# AFC AFTCH Rosehill's Mr Speaker MH OS CCA 2/24/1994 - 11/19/2009



## AmbikaGR (Dec 31, 2007)

This was just posted on one of the e-boards.

Speaker passed this morning. A truly remarkable boy who passed on so much to his very talented kids all across the country. A true and wonderful example of what a Golden should be whether in the field or nudging your hand to be stroked. 
I am sure soon there will be a VERY bright new star in the sky. I am sure Lorie is going to miss him tremendously. Rest well and play hard Speaker till your family meets up with you again at the bridge.

THE STAR


----------



## timberwolf (Apr 1, 2009)

I am so sorry to hear of Speaker's passing.
He sounds like an amazing soul.
How blessed we are to have the honor of sharing their lives.

Play hard at the bridge sweet Speaker.


----------



## hawtee (Nov 1, 2006)

Mr. Speaker was one of a kind and has produced so many wonderful goldens. I know Lorie is very heartbroken.
Play well, run fast and sleep easy Speak's..


----------



## Tahnee GR (Aug 26, 2006)

An amazing dog, who lived a good, full life and was well-loved.

Rest in peace.


----------



## esSJay (Apr 13, 2009)

Sorry to hear of Speaker's passing. In his K9data pic he looks like he has been well loved for the duration of his life! May his soul live on through all of his kids!


----------



## AquaClaraCanines (Mar 5, 2006)

Oh I'm truly sad! I LOVED him!


----------



## Bogey's Mom (Dec 23, 2008)

http://www.youtube.com/watch?v=rz-G3o6dzBo

If you have a full box of Kleenex, watch this beautiful tribute to Speaker. I absolutely bawled.


----------



## sharlin (Feb 26, 2007)

Play Hard Sweet Boy ~ Godspeed & Love

I do not know Speaker's humans in case someone would like to tell them his Bridge pic is here.


----------



## arcane (Sep 18, 2007)

Oh Steve I have to say that is one of the best ones!!!! Lorie would love it! *sniff sniff*


----------



## Penny & Maggie's Mom (Oct 4, 2007)

That picture is so moving. I thought when I watched the video how loving and personal that picture is. I love to stare into their eyes.... it's like our souls are communicating.


----------



## goldengirls550 (Jun 12, 2008)

Speaker sounded like truly a wonderful Golden. He has sired some fabulous Goldens. This is truly a loss to the Golden community.


----------



## goldensmum (Oct 23, 2007)

Condolences to Speaker's family

Run free, play hard and sleep softly Speaker


----------

• _Request 1_: In the records, swap "white cloud" for "gray cloud" everywhere in the part that runs from the line containing "Every instance of the rear tire" through the end of the records. Return only that part, with nothing else changed.
The text above and the records that follow have no connection to each other.

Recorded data
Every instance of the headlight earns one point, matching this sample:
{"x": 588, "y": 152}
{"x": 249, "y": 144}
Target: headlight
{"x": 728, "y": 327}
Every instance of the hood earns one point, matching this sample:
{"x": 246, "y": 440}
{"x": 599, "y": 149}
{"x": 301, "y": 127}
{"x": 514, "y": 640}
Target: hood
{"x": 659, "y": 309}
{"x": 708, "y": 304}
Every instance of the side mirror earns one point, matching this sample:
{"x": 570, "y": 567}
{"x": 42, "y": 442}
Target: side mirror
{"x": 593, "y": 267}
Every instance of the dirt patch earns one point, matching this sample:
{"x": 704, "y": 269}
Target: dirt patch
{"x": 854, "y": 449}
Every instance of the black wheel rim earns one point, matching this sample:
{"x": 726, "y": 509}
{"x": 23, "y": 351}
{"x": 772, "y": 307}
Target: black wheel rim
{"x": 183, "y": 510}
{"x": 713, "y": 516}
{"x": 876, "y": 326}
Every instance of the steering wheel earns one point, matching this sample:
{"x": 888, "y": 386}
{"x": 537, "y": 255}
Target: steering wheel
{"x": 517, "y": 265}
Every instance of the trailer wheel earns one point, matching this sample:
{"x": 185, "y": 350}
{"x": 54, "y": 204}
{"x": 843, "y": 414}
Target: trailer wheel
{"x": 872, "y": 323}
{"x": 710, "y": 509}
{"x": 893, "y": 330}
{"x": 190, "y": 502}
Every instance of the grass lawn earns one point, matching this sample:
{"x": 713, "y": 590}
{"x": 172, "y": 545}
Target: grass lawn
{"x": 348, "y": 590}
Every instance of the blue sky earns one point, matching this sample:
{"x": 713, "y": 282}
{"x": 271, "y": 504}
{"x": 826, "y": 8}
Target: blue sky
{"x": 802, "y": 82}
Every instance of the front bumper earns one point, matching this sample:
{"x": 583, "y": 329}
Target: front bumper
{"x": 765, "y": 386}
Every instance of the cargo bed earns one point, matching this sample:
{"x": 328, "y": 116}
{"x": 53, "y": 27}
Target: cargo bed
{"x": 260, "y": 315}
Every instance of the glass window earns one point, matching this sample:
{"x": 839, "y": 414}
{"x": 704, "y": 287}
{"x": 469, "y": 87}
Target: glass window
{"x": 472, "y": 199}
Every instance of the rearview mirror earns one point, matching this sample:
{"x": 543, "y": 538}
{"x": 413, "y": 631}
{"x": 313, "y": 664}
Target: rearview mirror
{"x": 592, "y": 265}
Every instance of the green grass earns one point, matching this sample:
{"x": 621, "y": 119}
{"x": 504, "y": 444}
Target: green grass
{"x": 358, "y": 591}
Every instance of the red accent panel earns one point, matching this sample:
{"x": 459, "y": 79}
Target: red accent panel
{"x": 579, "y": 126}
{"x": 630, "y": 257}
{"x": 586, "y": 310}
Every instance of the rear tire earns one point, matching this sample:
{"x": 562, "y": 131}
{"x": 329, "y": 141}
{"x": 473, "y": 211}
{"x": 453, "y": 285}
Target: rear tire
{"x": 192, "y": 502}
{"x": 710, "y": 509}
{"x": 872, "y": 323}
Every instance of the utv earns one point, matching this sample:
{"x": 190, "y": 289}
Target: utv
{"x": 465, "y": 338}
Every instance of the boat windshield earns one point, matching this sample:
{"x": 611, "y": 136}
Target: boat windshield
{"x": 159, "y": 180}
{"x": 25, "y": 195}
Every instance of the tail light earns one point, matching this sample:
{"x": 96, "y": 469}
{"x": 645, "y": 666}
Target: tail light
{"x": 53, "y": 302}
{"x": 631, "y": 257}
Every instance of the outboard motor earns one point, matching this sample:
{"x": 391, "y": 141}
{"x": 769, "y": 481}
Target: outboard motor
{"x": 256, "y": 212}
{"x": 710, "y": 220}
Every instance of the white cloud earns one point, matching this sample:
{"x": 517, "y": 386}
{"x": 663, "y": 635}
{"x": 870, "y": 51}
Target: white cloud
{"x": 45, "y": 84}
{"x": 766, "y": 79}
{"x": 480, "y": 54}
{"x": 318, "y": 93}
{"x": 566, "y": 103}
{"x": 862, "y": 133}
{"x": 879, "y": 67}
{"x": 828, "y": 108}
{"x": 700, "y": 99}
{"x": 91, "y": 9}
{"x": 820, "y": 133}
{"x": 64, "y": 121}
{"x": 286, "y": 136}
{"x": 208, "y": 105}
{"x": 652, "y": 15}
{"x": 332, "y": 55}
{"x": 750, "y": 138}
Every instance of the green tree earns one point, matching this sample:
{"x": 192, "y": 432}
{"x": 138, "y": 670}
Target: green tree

• _Request 2_: Translate this sentence from the memorial thread about Speaker into Spanish: "An amazing dog, who lived a good, full life and was well-loved."

• _Final result 1_:
Every instance of the rear tire earns one point, matching this sample:
{"x": 562, "y": 131}
{"x": 329, "y": 141}
{"x": 473, "y": 211}
{"x": 453, "y": 285}
Target: rear tire
{"x": 192, "y": 502}
{"x": 710, "y": 509}
{"x": 872, "y": 323}
Every instance of the utv earns one point, matching this sample:
{"x": 190, "y": 289}
Target: utv
{"x": 465, "y": 338}
Every instance of the boat windshield earns one point, matching this sample:
{"x": 611, "y": 136}
Target: boat windshield
{"x": 159, "y": 180}
{"x": 25, "y": 195}
Every instance of the tail light earns one point, matching this sample:
{"x": 96, "y": 469}
{"x": 645, "y": 666}
Target: tail light
{"x": 53, "y": 302}
{"x": 631, "y": 257}
Every instance of the outboard motor earns one point, matching this sample:
{"x": 391, "y": 141}
{"x": 769, "y": 481}
Target: outboard motor
{"x": 256, "y": 212}
{"x": 710, "y": 220}
Every instance of the gray cloud earns one point, matching this sample:
{"x": 517, "y": 386}
{"x": 663, "y": 635}
{"x": 870, "y": 51}
Target: gray cloud
{"x": 45, "y": 84}
{"x": 766, "y": 79}
{"x": 480, "y": 54}
{"x": 318, "y": 93}
{"x": 566, "y": 103}
{"x": 862, "y": 133}
{"x": 879, "y": 67}
{"x": 828, "y": 108}
{"x": 700, "y": 99}
{"x": 91, "y": 9}
{"x": 820, "y": 133}
{"x": 64, "y": 121}
{"x": 286, "y": 136}
{"x": 208, "y": 105}
{"x": 652, "y": 15}
{"x": 332, "y": 55}
{"x": 750, "y": 138}
Every instance of the green tree earns one point, matching this sample:
{"x": 192, "y": 432}
{"x": 138, "y": 670}
Target: green tree

• _Final result 2_: Un perro increíble, que vivió una vida buena y plena y fue muy querido.